# [Tarea a realizar]
Reescribe las líneas desde la que contiene "Locate each instance of the teal" hasta el final de las filas, reemplazando "green backpack" por "gray backpack" y dejando todo lo demás sin cambios. Entrega solo esas líneas.

# [Filas]

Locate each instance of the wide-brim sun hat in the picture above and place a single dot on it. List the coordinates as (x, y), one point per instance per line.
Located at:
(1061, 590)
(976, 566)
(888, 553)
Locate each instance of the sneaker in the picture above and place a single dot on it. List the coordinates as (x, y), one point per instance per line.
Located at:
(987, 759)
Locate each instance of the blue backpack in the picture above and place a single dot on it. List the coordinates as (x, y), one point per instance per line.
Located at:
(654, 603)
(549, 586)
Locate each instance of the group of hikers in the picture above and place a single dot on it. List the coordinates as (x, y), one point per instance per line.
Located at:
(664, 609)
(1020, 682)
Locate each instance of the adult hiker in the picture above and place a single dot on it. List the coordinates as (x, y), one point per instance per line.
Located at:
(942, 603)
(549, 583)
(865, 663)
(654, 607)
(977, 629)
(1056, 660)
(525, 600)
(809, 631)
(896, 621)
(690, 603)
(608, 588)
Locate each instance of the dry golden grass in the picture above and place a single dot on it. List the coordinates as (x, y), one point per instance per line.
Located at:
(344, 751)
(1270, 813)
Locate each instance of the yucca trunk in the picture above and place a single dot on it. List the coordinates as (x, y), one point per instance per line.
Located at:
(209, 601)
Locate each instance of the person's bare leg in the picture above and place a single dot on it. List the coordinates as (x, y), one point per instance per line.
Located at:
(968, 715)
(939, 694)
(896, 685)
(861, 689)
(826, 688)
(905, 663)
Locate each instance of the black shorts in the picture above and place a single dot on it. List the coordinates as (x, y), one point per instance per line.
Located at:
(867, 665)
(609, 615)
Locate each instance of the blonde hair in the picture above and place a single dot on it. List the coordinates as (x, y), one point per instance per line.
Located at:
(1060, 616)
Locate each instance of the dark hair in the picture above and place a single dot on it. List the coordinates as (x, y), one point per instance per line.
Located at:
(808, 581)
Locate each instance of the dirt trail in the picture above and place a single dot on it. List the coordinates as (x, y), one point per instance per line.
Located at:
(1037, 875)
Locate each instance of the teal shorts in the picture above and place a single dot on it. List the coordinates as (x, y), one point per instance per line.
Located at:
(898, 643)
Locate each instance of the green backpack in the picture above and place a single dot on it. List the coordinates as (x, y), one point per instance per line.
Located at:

# [Resultado de la tarea]
Locate each instance of the teal shorts in the picture above and place a single dot on it. List the coordinates as (x, y), one point per instance per line.
Located at:
(898, 643)
Locate each instance of the gray backpack in the picture above and place a single dot on it. List the coordinates as (x, y), one point per instance per line.
Located at:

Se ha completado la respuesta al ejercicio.